RECORD EXTRACTS –
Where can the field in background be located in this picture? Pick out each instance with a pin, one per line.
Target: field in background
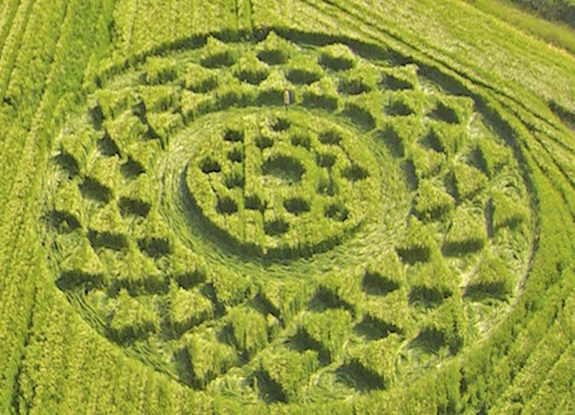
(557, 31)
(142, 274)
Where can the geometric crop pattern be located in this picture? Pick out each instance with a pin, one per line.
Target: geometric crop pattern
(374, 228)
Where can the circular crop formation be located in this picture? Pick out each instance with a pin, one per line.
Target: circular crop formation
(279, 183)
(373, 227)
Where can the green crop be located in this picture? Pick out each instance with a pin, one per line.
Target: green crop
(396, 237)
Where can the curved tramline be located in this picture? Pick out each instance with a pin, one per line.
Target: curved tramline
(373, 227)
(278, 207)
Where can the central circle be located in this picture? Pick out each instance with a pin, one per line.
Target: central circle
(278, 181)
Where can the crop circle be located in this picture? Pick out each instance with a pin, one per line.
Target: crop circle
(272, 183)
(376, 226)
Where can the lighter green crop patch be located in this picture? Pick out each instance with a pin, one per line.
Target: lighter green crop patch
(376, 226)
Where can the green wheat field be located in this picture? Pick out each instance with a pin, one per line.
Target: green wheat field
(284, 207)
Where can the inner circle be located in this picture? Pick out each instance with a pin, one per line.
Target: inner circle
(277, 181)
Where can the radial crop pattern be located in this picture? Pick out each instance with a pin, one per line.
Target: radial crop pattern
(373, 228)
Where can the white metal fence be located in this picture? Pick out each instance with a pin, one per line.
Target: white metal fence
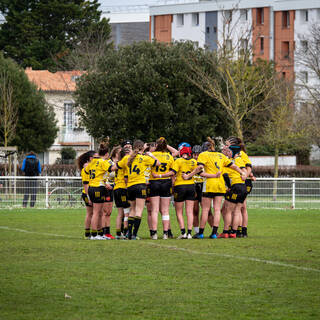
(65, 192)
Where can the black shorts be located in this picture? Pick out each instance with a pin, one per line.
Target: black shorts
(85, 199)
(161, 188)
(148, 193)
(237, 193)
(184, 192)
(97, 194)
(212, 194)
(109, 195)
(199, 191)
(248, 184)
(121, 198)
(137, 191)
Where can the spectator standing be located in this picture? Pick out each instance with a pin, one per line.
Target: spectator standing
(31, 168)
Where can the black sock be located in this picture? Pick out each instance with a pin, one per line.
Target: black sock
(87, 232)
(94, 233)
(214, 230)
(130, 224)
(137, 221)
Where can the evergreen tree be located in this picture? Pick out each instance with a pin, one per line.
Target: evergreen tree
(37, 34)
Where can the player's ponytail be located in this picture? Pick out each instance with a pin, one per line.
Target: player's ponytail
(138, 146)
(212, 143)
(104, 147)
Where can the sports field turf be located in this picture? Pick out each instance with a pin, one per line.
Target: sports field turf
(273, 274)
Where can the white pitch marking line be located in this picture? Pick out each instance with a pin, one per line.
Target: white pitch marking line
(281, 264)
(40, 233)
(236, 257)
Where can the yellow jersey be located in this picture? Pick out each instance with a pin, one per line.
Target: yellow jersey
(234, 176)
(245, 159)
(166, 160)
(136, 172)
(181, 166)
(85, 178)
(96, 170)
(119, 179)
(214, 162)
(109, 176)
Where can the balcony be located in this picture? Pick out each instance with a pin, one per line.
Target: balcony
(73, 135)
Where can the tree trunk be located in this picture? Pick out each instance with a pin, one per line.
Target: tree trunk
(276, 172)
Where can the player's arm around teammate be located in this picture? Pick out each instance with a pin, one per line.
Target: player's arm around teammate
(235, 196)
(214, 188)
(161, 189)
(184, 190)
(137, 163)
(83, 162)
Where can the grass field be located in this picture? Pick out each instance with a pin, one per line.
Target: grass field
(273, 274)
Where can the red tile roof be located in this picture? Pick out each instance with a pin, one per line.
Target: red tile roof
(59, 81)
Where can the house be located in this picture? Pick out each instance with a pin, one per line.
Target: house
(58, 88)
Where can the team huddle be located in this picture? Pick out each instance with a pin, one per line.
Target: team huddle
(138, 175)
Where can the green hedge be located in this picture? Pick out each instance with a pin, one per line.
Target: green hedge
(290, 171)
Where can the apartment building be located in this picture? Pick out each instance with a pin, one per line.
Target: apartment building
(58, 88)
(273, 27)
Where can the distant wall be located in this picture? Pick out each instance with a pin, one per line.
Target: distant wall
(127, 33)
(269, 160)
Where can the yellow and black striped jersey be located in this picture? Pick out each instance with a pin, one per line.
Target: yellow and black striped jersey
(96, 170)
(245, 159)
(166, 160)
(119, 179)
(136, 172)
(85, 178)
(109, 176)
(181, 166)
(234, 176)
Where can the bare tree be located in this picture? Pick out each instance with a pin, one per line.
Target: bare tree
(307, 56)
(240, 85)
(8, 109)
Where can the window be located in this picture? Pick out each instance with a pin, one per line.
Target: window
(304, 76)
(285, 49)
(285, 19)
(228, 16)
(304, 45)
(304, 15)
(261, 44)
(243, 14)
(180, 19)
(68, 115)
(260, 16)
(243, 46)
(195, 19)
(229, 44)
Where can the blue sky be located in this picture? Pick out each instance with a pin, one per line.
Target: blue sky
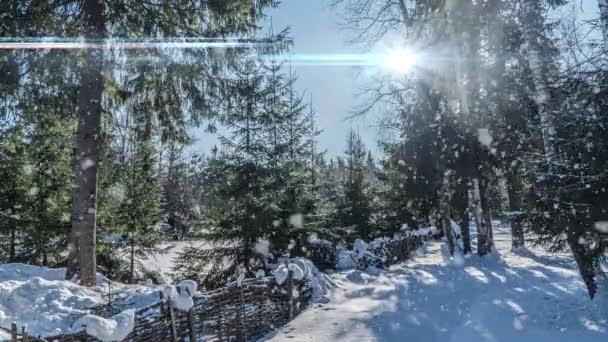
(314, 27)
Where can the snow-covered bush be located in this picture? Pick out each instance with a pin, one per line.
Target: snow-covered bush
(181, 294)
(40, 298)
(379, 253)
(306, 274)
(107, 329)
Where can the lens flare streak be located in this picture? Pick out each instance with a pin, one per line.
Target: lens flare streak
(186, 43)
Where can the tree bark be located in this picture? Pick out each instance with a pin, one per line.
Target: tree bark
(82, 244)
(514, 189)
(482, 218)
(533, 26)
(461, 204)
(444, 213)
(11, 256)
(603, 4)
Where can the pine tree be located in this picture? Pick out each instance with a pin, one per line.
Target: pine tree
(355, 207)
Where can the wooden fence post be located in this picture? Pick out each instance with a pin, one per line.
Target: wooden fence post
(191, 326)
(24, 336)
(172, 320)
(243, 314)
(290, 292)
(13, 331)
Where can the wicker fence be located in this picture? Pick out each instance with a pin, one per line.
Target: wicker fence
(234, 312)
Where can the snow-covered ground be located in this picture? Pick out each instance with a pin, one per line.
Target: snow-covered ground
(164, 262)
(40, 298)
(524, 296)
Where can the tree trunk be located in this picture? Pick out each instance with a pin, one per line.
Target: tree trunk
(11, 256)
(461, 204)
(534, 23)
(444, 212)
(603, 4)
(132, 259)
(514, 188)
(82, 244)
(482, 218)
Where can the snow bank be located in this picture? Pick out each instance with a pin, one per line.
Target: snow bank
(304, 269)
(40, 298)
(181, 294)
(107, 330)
...
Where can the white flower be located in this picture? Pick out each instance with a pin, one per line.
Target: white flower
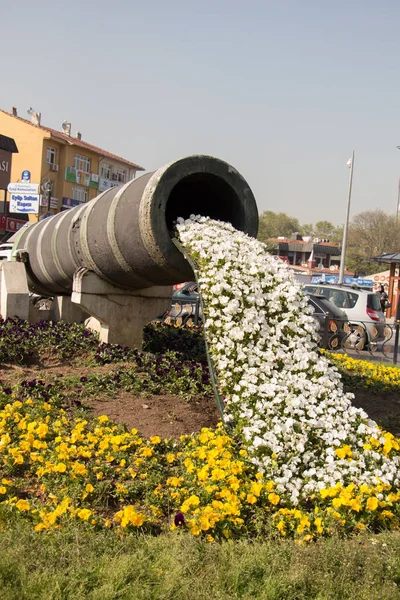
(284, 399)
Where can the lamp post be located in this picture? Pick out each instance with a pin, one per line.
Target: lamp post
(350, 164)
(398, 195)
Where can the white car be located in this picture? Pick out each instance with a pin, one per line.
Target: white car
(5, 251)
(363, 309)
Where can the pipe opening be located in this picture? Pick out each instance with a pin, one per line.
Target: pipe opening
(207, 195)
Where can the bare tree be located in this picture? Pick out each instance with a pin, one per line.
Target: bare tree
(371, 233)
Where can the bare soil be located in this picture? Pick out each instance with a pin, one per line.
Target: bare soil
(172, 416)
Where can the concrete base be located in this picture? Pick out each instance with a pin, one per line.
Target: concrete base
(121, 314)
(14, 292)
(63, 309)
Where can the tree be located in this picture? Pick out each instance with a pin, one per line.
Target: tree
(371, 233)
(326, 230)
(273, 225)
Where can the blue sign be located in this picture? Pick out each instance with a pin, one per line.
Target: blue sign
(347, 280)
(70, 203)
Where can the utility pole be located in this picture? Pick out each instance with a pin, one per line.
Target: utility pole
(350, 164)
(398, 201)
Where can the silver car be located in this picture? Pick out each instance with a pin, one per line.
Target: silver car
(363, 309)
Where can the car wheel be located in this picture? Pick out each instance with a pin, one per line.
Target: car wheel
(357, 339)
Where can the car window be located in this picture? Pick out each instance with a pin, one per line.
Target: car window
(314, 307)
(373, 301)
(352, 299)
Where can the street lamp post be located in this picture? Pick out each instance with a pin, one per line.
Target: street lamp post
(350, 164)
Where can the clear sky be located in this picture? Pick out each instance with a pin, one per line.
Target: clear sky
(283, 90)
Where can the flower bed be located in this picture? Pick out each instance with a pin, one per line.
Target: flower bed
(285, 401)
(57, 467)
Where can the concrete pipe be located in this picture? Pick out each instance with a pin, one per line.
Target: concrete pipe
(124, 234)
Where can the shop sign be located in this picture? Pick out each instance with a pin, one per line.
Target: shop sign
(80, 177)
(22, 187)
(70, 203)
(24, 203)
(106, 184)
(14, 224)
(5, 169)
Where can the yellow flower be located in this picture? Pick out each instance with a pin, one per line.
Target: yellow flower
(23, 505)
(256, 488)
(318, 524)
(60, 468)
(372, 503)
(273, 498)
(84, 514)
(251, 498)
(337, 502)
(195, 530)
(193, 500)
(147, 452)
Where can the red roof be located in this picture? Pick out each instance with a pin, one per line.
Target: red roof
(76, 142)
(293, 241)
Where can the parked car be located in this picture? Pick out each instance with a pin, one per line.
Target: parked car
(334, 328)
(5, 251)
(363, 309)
...
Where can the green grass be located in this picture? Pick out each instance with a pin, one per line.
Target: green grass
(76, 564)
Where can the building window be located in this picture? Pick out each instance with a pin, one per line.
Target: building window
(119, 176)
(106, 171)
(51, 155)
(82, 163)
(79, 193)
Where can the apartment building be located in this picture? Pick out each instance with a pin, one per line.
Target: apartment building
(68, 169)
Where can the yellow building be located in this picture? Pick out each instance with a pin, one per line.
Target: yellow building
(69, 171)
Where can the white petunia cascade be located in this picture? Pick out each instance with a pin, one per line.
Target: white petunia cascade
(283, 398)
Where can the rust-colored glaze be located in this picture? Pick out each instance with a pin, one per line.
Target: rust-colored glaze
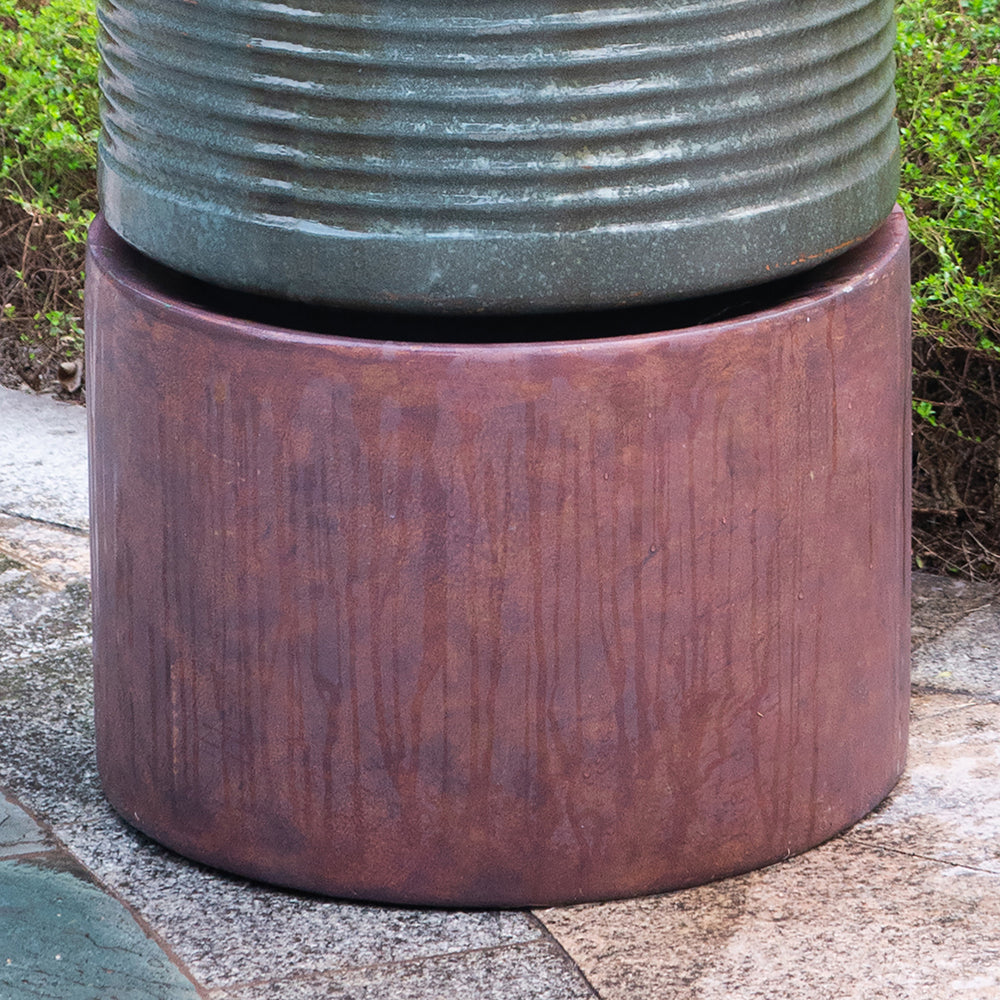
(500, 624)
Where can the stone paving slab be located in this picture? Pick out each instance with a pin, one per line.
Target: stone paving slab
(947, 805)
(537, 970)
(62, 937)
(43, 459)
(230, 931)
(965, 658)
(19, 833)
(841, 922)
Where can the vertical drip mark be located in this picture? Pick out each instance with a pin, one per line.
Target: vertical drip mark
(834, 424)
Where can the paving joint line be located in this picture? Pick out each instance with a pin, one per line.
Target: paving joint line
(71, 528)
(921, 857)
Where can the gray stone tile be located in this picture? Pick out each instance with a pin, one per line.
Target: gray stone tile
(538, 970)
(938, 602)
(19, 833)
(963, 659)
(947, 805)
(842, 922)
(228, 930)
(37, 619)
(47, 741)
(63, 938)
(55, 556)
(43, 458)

STATED EXERCISE – Extract every line of the records above that contains the word "ponytail", matching case exactly.

SOLUTION TO THIS TASK –
Where can the player's ponytail be located in this picture? Pick out each instance with a pin, one per line.
Target: player's ponytail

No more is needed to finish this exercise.